> **YOUR INSTRUCTIONS**
Find each line in the entries below that contains the string "rope" and copy those lines in full. Matching is case-sensitive.

>> start INFORMATION SUPPLIED

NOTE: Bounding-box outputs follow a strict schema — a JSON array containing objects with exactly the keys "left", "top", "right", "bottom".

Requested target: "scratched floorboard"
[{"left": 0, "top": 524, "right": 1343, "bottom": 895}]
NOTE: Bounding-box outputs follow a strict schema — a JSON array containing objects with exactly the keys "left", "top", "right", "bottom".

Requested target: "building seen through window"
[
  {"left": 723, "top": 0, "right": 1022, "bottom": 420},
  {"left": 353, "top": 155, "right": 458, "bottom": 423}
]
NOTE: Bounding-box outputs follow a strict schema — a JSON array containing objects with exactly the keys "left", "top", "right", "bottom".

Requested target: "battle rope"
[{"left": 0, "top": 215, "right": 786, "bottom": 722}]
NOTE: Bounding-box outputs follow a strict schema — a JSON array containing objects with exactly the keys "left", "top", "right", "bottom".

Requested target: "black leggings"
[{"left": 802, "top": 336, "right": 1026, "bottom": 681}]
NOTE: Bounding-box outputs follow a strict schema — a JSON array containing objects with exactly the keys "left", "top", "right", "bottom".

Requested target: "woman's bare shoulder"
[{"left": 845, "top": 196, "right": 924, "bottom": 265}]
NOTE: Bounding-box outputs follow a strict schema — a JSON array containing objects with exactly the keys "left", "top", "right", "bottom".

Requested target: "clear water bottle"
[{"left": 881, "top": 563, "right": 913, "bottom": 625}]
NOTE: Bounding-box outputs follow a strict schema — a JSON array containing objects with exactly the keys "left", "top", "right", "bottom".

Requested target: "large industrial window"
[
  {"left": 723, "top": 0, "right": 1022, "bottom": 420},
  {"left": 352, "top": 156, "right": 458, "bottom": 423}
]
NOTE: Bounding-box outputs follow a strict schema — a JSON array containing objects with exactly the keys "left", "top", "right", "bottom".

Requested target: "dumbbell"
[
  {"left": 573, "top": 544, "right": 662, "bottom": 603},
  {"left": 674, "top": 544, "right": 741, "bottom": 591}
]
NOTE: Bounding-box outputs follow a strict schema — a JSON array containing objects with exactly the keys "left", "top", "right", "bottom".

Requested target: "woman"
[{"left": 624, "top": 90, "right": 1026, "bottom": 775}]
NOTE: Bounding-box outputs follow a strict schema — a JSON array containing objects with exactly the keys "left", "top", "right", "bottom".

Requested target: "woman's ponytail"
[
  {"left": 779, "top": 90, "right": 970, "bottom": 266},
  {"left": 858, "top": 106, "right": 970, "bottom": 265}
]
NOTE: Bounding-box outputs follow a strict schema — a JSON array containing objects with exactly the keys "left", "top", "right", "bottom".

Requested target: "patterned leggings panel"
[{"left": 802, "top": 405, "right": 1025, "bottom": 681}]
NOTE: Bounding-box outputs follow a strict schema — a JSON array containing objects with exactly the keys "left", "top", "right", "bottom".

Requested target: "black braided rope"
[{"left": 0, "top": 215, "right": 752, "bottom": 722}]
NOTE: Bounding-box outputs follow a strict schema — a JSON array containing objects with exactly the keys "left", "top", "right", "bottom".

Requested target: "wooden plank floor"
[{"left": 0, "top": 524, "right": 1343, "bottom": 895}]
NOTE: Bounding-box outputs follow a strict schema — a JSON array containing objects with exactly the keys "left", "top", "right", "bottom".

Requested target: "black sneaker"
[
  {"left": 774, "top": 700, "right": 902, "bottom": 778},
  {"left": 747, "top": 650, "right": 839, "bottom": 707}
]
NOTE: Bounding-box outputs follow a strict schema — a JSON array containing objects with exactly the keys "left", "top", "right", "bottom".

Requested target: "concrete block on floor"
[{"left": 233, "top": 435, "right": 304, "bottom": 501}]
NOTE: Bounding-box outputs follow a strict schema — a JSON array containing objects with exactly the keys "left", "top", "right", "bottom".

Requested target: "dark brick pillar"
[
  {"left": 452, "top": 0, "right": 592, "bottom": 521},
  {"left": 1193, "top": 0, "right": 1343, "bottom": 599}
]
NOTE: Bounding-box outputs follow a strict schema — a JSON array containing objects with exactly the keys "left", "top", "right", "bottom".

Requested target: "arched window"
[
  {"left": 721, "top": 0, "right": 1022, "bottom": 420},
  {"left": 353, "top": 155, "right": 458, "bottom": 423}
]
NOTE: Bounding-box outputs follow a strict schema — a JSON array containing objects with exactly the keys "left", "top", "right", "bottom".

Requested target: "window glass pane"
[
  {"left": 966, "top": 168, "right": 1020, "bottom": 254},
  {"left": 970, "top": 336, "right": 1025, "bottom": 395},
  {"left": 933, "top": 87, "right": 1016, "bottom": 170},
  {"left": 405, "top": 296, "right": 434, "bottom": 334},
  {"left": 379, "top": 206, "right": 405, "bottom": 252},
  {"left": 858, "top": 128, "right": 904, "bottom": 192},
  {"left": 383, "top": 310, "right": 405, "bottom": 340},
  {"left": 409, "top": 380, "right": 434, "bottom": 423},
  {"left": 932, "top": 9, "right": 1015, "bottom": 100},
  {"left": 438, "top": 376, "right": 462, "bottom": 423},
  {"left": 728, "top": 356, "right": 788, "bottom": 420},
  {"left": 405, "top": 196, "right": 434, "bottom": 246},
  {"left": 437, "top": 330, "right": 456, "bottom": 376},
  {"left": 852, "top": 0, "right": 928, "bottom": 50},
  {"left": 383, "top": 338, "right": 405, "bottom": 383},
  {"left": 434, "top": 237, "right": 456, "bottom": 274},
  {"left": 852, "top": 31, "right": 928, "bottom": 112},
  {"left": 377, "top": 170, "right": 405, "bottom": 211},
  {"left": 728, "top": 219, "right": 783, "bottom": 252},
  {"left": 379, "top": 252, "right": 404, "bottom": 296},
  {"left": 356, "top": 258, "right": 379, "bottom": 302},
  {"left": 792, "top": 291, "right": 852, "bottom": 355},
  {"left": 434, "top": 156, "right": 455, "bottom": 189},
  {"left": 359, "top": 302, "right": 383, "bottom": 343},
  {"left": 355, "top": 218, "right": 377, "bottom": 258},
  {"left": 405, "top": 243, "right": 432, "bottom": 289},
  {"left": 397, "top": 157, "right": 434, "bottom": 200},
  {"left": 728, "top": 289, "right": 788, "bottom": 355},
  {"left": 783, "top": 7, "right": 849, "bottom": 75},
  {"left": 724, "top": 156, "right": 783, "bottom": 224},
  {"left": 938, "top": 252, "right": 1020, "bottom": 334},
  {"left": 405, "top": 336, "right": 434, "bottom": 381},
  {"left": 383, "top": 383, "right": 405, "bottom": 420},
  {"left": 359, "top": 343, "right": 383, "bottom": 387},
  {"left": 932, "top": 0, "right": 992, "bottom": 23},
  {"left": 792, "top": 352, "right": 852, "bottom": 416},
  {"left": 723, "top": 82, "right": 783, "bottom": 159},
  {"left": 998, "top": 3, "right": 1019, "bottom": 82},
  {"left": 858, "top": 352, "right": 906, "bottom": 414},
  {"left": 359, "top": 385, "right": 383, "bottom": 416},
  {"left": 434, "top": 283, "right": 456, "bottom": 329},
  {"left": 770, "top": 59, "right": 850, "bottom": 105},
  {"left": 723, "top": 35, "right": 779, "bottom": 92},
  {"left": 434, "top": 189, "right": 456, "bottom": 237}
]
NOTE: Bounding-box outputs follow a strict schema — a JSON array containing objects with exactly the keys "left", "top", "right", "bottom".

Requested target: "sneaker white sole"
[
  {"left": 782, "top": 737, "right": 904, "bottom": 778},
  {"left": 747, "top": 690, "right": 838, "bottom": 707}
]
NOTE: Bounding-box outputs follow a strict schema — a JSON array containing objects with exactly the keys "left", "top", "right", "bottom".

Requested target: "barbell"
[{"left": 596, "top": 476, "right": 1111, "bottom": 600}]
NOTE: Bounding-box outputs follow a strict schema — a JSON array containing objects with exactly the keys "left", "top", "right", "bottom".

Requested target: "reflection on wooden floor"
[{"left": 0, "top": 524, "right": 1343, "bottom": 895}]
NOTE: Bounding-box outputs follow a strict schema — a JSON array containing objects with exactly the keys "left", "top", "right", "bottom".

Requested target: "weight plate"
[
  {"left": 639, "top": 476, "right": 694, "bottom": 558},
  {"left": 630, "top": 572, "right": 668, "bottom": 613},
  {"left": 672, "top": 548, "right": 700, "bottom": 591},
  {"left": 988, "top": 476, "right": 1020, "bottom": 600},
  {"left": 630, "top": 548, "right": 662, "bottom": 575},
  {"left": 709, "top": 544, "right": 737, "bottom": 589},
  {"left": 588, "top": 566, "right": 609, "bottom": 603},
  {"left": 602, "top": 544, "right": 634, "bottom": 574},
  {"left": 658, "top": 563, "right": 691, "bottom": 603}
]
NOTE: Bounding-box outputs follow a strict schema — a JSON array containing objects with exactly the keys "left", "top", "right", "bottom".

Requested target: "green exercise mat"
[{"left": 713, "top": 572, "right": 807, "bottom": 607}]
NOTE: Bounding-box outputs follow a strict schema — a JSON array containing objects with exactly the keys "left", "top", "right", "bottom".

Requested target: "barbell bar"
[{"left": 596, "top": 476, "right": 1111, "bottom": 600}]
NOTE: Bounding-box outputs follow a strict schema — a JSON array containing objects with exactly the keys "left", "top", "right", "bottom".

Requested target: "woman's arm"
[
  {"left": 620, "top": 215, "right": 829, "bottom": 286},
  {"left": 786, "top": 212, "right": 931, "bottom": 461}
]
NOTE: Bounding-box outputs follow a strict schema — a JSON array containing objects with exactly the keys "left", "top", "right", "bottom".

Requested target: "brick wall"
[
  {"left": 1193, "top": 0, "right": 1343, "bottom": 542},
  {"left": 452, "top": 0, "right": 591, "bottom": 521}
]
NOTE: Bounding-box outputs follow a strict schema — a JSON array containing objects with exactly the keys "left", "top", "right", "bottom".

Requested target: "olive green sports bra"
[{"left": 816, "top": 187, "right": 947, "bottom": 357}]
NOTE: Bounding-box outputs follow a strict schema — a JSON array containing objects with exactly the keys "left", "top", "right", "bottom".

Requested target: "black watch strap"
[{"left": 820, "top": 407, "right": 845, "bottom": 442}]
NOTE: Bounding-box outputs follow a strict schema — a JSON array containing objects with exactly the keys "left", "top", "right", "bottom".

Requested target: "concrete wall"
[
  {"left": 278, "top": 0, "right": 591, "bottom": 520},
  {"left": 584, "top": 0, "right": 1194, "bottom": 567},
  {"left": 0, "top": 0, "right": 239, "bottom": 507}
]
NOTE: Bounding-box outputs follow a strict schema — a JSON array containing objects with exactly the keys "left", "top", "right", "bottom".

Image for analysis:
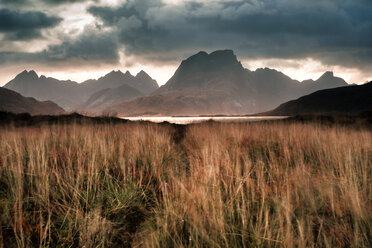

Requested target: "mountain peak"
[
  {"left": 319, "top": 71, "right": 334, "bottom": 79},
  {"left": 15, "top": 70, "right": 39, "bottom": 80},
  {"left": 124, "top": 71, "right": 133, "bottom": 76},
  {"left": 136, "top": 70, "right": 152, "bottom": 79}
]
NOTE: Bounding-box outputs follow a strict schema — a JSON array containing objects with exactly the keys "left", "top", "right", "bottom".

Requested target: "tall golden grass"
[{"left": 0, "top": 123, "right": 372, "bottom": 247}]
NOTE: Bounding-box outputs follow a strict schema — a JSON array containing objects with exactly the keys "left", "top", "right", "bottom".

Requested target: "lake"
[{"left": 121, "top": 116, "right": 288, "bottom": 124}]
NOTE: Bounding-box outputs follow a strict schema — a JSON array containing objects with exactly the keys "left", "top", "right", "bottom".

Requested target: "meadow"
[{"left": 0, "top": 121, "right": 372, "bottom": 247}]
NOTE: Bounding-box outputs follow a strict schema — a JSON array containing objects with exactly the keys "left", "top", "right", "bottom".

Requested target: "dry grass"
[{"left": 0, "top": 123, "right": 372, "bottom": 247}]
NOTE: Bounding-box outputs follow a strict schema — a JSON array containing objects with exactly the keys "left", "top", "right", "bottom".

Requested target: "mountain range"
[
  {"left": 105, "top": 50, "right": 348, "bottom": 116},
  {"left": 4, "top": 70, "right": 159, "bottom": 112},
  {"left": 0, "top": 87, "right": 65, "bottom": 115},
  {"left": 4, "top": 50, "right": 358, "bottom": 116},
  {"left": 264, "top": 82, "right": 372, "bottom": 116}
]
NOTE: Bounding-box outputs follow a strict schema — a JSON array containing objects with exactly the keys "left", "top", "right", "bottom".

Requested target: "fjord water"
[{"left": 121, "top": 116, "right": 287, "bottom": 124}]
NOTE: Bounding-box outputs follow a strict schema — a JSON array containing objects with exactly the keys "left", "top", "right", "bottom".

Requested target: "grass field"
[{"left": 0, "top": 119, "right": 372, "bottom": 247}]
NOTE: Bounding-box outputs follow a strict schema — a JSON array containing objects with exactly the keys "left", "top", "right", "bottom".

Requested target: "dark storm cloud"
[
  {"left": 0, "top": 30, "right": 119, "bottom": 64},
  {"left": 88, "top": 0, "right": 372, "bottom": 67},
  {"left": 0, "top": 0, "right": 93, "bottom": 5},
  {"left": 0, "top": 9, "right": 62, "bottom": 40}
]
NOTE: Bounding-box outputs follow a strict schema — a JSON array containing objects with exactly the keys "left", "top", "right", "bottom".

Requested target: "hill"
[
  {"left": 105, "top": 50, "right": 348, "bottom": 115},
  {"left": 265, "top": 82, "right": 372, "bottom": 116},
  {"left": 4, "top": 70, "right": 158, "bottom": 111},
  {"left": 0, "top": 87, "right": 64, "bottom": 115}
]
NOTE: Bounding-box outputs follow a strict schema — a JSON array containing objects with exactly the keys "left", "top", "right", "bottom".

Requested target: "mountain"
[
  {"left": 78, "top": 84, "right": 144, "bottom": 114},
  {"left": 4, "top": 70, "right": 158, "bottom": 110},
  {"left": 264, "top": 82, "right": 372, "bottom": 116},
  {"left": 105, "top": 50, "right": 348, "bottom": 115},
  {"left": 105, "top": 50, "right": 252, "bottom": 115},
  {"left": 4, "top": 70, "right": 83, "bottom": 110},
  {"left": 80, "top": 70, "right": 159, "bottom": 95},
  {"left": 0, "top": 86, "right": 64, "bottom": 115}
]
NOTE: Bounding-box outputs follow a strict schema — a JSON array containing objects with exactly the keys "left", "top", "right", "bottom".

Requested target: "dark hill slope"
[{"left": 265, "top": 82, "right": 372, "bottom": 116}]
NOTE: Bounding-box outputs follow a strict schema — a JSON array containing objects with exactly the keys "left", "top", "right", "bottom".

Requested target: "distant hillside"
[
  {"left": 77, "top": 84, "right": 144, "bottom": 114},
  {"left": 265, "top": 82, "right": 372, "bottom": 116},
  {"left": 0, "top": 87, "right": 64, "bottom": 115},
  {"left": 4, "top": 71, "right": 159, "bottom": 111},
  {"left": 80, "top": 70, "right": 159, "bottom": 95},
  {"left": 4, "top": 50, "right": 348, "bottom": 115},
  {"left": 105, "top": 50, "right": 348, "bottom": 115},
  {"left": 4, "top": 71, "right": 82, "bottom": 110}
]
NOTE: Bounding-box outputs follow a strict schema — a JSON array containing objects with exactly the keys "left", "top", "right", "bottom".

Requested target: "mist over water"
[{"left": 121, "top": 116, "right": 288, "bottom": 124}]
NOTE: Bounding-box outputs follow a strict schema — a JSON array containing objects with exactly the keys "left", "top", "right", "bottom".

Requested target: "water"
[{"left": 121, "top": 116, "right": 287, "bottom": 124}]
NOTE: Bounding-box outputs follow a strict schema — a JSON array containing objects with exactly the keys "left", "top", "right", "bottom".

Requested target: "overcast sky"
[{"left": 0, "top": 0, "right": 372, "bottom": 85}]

>> end INFORMATION SUPPLIED

> **RESULT FOR THIS TASK**
Requested target: "battle rope"
Requested target: "black braided rope"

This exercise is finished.